-- begin Exercise material --
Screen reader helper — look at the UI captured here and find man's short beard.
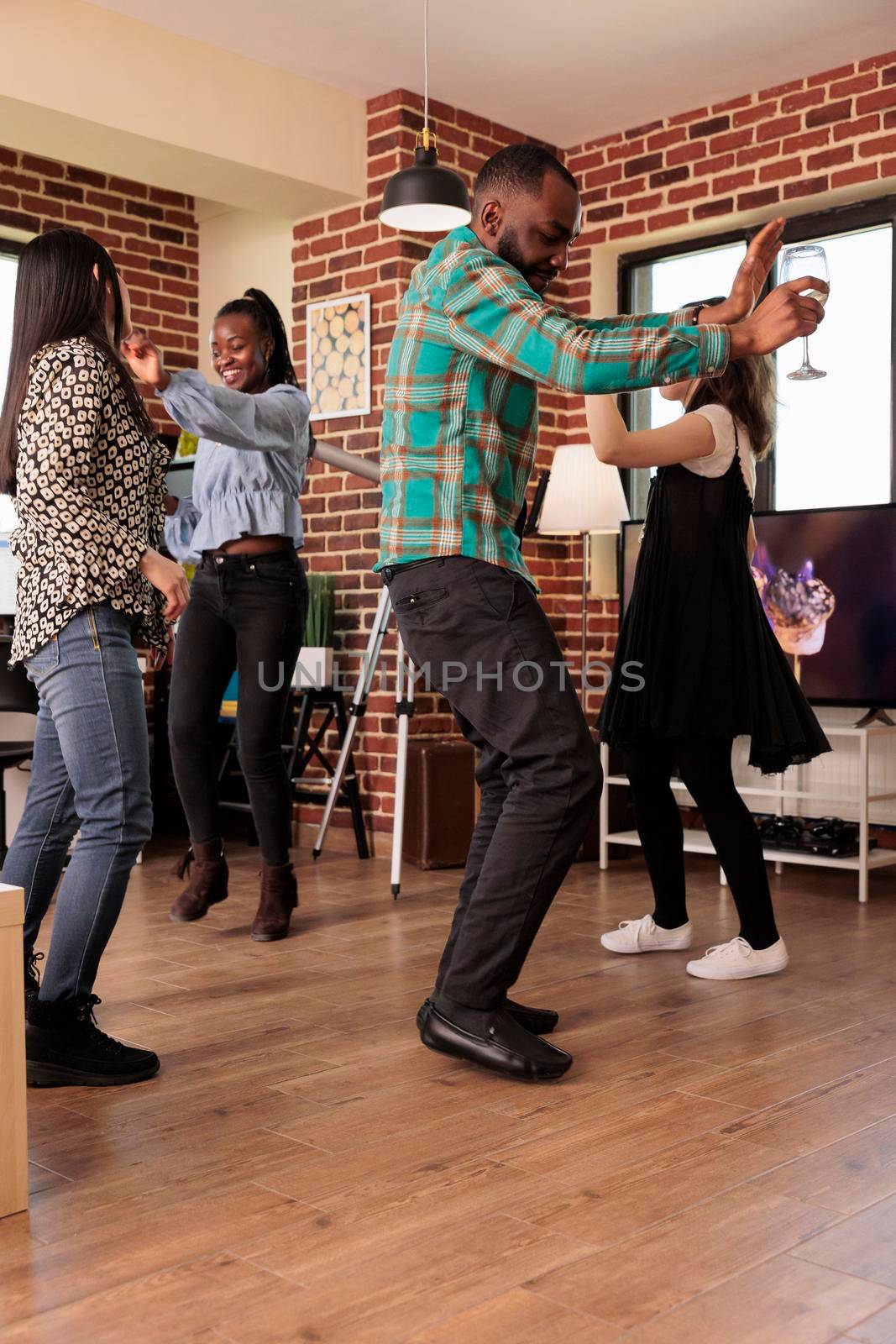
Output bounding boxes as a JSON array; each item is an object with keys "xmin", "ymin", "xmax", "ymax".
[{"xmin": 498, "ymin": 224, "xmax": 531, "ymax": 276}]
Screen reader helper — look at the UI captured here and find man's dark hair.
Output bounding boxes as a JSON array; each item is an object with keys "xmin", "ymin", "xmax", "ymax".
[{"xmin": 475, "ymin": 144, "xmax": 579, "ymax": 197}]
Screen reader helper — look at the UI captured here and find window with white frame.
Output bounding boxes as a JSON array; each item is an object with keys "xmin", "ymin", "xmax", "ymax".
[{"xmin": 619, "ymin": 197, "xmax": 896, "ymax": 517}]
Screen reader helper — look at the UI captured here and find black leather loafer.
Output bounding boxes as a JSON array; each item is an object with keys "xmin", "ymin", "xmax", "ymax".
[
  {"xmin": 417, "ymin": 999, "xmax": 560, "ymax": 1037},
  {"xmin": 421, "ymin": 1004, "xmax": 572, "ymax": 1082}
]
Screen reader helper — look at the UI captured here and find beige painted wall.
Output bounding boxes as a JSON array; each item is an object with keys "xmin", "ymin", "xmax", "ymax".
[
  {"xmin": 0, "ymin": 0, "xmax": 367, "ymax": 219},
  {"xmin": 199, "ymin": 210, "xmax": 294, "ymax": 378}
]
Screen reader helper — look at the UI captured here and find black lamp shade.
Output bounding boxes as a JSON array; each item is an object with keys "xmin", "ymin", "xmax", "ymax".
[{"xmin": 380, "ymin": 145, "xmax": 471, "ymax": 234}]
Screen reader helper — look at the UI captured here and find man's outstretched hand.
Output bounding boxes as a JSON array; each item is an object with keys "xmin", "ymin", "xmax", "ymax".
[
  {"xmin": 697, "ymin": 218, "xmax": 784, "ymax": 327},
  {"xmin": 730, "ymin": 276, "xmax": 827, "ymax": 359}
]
-- end Exercise material --
**Exercise goal:**
The records above should be reproduced exactly, with no pictures included.

**Answer to this task:**
Screen reader helper — look at the UI captured here and find man's short beard.
Output bounding boxes as a JSON array; each item is an object with keys "xmin", "ymin", "xmax", "ymax".
[{"xmin": 498, "ymin": 224, "xmax": 531, "ymax": 276}]
Screen reader helper — look at the UI captured here and find man's dark hair.
Output bounding boxes as a JSON array; each item is an object with keys "xmin", "ymin", "xmax", "ymax".
[{"xmin": 475, "ymin": 144, "xmax": 579, "ymax": 197}]
Screen reader helper — look at the UI captured here and find window with white frame.
Output bounding boxes as a JSON array; each item is an object with keys "xmin", "ymin", "xmax", "ymax".
[{"xmin": 619, "ymin": 197, "xmax": 896, "ymax": 517}]
Screen reader helper — look at the UI captured here and find black leather loafer.
Output bounding boxes as a JSON array; each item is an object with keys "xmin", "ymin", "xmax", "ymax".
[
  {"xmin": 417, "ymin": 999, "xmax": 560, "ymax": 1037},
  {"xmin": 421, "ymin": 1004, "xmax": 572, "ymax": 1082}
]
Screen reader helper — look at the UI captured here and find beige painted wall.
Output bounding boxes as a JSON array; each item is an object with keys "xmin", "ymin", "xmax", "ymax".
[
  {"xmin": 0, "ymin": 0, "xmax": 367, "ymax": 219},
  {"xmin": 199, "ymin": 210, "xmax": 294, "ymax": 378}
]
Screen reader helper — look at the UI captured here and find black lamp shade.
Output bounding boxes as a JSON array; each item is an object with keys "xmin", "ymin", "xmax", "ymax".
[{"xmin": 380, "ymin": 145, "xmax": 471, "ymax": 234}]
Screen reader helper — look at the UI captured here and find man's outstretched hand.
Output bounding boxes as a JSON array; each item is an object with keys "xmin", "ymin", "xmax", "ymax".
[
  {"xmin": 697, "ymin": 218, "xmax": 784, "ymax": 327},
  {"xmin": 730, "ymin": 276, "xmax": 827, "ymax": 359}
]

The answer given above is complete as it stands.